[Goal of the exercise]:
The listing needs restating word for word.

####################

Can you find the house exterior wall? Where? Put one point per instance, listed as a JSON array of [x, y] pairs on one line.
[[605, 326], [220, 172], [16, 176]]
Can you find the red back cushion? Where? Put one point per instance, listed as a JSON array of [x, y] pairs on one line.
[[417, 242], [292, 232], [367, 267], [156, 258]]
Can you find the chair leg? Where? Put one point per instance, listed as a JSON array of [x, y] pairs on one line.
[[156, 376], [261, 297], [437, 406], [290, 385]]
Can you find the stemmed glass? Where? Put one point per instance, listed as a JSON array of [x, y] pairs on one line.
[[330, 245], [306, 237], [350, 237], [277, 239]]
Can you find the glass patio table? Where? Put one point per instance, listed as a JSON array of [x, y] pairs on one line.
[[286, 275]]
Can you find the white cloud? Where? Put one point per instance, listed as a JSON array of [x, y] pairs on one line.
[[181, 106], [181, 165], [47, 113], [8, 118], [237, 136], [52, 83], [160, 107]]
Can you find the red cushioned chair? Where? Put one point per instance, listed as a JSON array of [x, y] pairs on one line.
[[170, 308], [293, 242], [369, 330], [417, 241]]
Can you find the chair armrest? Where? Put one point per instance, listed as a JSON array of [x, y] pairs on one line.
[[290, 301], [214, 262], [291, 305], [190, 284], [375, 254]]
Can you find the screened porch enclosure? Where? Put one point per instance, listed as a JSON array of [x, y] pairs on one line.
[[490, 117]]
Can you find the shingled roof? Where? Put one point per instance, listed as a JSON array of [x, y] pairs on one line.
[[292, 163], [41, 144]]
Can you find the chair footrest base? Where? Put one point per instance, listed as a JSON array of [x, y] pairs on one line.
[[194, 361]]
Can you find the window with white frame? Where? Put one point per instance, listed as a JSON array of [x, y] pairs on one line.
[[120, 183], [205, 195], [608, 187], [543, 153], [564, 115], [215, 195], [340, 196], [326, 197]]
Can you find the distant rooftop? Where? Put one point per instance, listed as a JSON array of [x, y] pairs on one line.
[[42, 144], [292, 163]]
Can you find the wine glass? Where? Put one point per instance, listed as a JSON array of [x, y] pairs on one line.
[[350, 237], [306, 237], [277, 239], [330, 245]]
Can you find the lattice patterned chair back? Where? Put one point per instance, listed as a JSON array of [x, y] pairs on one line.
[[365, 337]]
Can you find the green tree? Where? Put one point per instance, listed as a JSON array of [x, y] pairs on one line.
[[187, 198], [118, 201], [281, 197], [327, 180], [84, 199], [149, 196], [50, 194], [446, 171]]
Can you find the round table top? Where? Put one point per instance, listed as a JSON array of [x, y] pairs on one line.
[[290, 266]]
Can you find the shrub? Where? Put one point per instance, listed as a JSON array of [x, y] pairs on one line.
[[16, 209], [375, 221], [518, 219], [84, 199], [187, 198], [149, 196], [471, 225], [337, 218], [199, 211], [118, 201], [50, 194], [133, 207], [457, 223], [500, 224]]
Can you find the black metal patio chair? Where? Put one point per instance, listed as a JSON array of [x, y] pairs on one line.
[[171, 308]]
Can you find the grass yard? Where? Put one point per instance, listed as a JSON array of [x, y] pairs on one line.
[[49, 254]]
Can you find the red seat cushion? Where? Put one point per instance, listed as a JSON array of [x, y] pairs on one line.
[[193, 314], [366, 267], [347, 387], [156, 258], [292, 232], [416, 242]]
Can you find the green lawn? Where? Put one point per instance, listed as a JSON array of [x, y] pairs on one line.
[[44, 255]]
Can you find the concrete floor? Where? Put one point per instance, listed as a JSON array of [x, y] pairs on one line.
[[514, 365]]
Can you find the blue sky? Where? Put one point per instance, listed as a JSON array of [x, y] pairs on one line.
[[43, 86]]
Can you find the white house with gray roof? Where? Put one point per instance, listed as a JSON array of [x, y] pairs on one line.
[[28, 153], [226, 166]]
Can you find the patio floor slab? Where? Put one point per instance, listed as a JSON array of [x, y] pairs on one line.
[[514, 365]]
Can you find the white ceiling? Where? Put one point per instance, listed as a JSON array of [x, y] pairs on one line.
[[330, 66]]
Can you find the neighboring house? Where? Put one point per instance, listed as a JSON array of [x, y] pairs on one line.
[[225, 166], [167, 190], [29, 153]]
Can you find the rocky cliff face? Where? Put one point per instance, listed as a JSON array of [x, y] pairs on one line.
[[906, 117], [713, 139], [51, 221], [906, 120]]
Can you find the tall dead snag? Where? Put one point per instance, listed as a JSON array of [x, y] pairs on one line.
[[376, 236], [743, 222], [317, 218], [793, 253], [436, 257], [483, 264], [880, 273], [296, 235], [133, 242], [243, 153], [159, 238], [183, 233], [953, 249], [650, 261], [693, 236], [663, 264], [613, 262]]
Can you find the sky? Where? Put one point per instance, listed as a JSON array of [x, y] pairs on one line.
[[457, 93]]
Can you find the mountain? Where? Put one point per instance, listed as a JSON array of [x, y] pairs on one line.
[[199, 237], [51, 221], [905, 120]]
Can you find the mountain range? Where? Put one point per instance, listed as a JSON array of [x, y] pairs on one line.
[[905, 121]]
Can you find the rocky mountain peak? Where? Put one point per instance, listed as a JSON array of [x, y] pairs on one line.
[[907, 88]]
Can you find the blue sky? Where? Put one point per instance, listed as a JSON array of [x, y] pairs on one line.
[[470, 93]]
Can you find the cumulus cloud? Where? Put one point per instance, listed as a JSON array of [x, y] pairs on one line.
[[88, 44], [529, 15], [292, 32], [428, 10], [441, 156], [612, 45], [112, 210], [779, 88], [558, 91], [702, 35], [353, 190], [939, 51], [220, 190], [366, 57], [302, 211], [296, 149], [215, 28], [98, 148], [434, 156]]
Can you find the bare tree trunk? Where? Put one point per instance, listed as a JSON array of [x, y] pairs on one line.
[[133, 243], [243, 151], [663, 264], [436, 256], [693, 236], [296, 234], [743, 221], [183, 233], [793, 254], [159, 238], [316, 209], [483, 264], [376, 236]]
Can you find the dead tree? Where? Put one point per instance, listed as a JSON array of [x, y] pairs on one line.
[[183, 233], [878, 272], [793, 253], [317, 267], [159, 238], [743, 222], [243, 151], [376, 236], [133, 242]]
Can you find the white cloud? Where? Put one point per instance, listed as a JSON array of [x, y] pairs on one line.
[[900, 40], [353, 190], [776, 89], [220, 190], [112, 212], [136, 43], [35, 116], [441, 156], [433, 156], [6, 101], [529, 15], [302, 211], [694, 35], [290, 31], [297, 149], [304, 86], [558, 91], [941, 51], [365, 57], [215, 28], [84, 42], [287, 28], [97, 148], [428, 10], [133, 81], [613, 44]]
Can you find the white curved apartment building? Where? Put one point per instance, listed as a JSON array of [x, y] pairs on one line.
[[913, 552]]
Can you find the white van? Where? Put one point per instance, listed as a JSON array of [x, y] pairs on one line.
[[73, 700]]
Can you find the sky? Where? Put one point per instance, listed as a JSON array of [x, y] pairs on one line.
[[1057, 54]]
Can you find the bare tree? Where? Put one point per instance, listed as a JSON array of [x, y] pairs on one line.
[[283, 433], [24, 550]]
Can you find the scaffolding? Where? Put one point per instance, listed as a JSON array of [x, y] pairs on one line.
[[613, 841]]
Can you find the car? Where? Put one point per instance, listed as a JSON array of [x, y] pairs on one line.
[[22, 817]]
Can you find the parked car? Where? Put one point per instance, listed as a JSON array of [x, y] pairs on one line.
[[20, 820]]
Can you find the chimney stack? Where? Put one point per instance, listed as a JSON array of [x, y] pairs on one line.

####################

[Your solution]:
Can you find the house exterior wall? Where? Put one point per instance, listed as a JSON array of [x, y] pairs on one line.
[[605, 326], [220, 172], [16, 176]]
Can you find the red back cushion? Where? Put one point per instance, listed as a JSON array of [x, y] pairs on one line.
[[417, 242], [292, 232], [367, 267], [156, 258]]
Can you find the chair leg? Where? Put one point per instance, listed as a JSON array of [x, y] pairs on one line.
[[156, 376], [261, 297], [437, 406], [290, 385]]
Can you find the stemmed glass? Where? Put one point per instance, listed as a JSON array of [x, y] pairs on one line.
[[330, 245], [306, 237], [350, 237], [277, 239]]
Can you find the glass patio table? Where? Put one point per instance, listed as a JSON array of [x, y] pairs on one line.
[[286, 275]]
Can you find the white cloud? Where? Put one point per instance, listed as a JSON array of [x, y] pairs on one line.
[[181, 106], [181, 165], [47, 113], [8, 118], [237, 136], [52, 83], [160, 107]]
Can you find the red cushioned chair? Where? Put one point per instance, listed as a JSON array of [x, y] pairs on one line.
[[170, 308], [293, 242], [369, 330], [417, 241]]
Can you find the chair armrest? Where? Put one point per instance, listed as a JSON array of [x, y] pairs on one line.
[[290, 301], [214, 262], [291, 305], [190, 284], [375, 254]]
Can you find the screened porch enclosure? Where? Put one point per instance, listed as a JSON array of [x, y] pairs on one line.
[[490, 117]]
Can you find the shingled roof? Where? Put one point per instance, listed as a JSON array of [x, y] pairs on one line.
[[292, 163], [41, 144]]
Can you find the chair footrest base? Where? Put one point per instance, listed as a JSON array of [x, y] pairs on one line.
[[194, 361]]
Can you find the window with white frame? Where? Put one point per instance, listed as a JSON array of [x, y] pairs on one line.
[[120, 183], [205, 195], [608, 187], [543, 153], [564, 115], [215, 195], [340, 196], [326, 197]]
Can you find the distant rooftop? Where? Put one point per instance, listed as a JSON array of [x, y] pairs on one line.
[[42, 144], [292, 163]]
Can you find the wine glass? Where? Put one point per instance, listed as a JSON array of [x, y] pairs on one line.
[[350, 237], [306, 237], [277, 239], [330, 245]]
Can you find the lattice patterned chair back? Where? Put one point per instance, listed as a JSON array of [x, y] pairs on one line.
[[365, 337]]
Can you find the green tree? Where? Put one point per instance, listed as a JSON array of [x, y] pairs on one line.
[[187, 198], [118, 201], [281, 197], [327, 180], [84, 199], [149, 196], [50, 194], [446, 171]]
Can you find the round table top? Where? Put one point per instance, listed as a JSON array of [x, y] pairs on one line.
[[290, 266]]
Can you find the shrub? Where? Put one point per instance, listed as a JSON array of [x, y] pairs on one line.
[[16, 209], [375, 221], [518, 219], [84, 199], [187, 198], [149, 196], [471, 225], [337, 218], [199, 211], [118, 201], [50, 194], [133, 207], [457, 223], [500, 224]]
Can you find the black metal patio chair? Where? Put one point per instance, listed as a JSON array of [x, y] pairs on one line.
[[171, 308]]
Can you find the grass yard? Where? Put one point per instance, listed as a JSON array of [x, y] pairs on one line.
[[49, 254]]
Can you find the red seat cushion? Where? Put one point per instance, listed as a JSON array of [x, y] pairs on one line.
[[193, 314], [366, 267], [347, 387], [156, 258], [292, 232], [416, 242]]
Can you find the green lawn? Where? Put one point per instance, listed as a JSON array of [x, y] pairs on one line.
[[44, 255]]
Can you find the concrete floor? Where? Put one point per instance, listed as a JSON array of [x, y] pairs on one line.
[[514, 365]]
Can you find the blue sky? Where? Put one point per instance, listed as a JSON array of [x, y] pairs on one line.
[[43, 86]]
Can you find the white house with gray roof? Where? Put one point per instance, listed as a JSON array of [x, y] pairs on one line.
[[28, 153], [226, 166]]
Can you find the patio floor slab? Where? Put one point per instance, listed as a JSON array of [x, y] pairs on one line.
[[514, 365]]
Can you find the white ceiling? Where? Put one point per instance, listed as a JSON array of [x, y] pairs on one line.
[[330, 66]]
Can you find the neighboring house? Where? Put one point per instance, listed as a JSON array of [x, y] pairs on one line.
[[225, 166], [167, 190], [29, 153]]
Can you find the rocky cliff face? Where? Put one point per instance, listed as a JSON array of [x, y] pairs on one line.
[[906, 117], [713, 139], [51, 221], [906, 120]]
Can you find the tall dead snag? Where? Put one point per instance, listed as a JSON array of [x, y] pairs on one line.
[[376, 236], [743, 222], [317, 218], [793, 253], [436, 257], [483, 264], [880, 273], [296, 235], [133, 242], [243, 153], [159, 238], [183, 233], [953, 249], [650, 261], [693, 236], [663, 264], [613, 262]]
Can you find the sky? Where? Put one point per instance, listed as a JSON array of [x, y] pairs on one line.
[[457, 93]]
Can you find the mountain? Where? Put one point per instance, listed as a JSON array of [x, y] pairs on one line.
[[199, 237], [51, 221], [905, 120]]
Can you find the mountain range? Where? Put one point per instance, listed as a JSON array of [x, y] pairs on one line.
[[905, 121]]
Can you find the rocky mountain peak? Where? Put one point per instance, listed as a JSON array of [x, y] pairs on one line.
[[907, 88]]
Can you find the blue sky? Where? Put one point per instance, listed as a JSON array of [x, y] pairs on one line.
[[470, 93]]
Can you find the cumulus cloud? Where? Put one point per instance, listed as a JSON array of [x, y] pairs on one line.
[[88, 44], [529, 15], [292, 32], [428, 10], [441, 156], [612, 45], [112, 210], [779, 88], [558, 91], [702, 35], [353, 190], [939, 51], [220, 190], [366, 57], [302, 211], [296, 149], [215, 28], [98, 148], [434, 156]]
Can you find the bare tree trunk? Where? Put one point per instance, listed as a JSON array of [x, y] pairs on one line.
[[133, 243], [243, 151], [663, 264], [436, 256], [693, 236], [296, 234], [743, 221], [183, 233], [793, 254], [159, 238], [316, 209], [483, 264], [376, 236]]
Can you find the dead tree? Where? Put one point per instance, listed as a JSON array of [x, y] pairs on one line.
[[183, 233], [878, 272], [793, 253], [317, 267], [159, 238], [743, 222], [243, 151], [376, 236], [133, 242]]
Can you find the white cloud? Where? Put one point per instance, listed as a JSON array of [x, y] pairs on one line.
[[900, 40], [353, 190], [776, 89], [220, 190], [112, 212], [136, 43], [35, 116], [441, 156], [433, 156], [6, 101], [529, 15], [302, 211], [694, 35], [290, 31], [297, 149], [304, 86], [558, 91], [941, 51], [365, 57], [215, 28], [84, 42], [287, 28], [97, 148], [428, 10], [133, 81], [613, 44]]
Can you find the white curved apartment building? Where? Put one point per instance, listed as a JSON array of [x, y] pairs on one line.
[[913, 552]]
Can you find the white van? Where? Put one point per instance, listed as a JSON array of [x, y] pairs on one line.
[[73, 700]]
Can you find the sky? Where? Put one point per instance, listed as a JSON array of [x, y] pairs on one line.
[[1057, 54]]
Can you find the bare tree? Where? Put one point per instance, listed as a JSON array of [x, y] pairs on one line.
[[283, 433], [24, 550]]
Can you find the scaffolding? Where? Put one point per instance, listed as a JSON array of [x, y] pairs on one line.
[[613, 841]]
Can you find the car? Where? Put one point per instance, listed as a JSON array of [x, y] pairs on one line.
[[22, 817]]
Can you find the parked car? Where? Put one point per instance, listed as a JSON array of [x, y] pairs on one line.
[[20, 820]]
Can you find the chimney stack? Where? Put one point per instance, listed as a JSON array of [x, y] pairs on one line.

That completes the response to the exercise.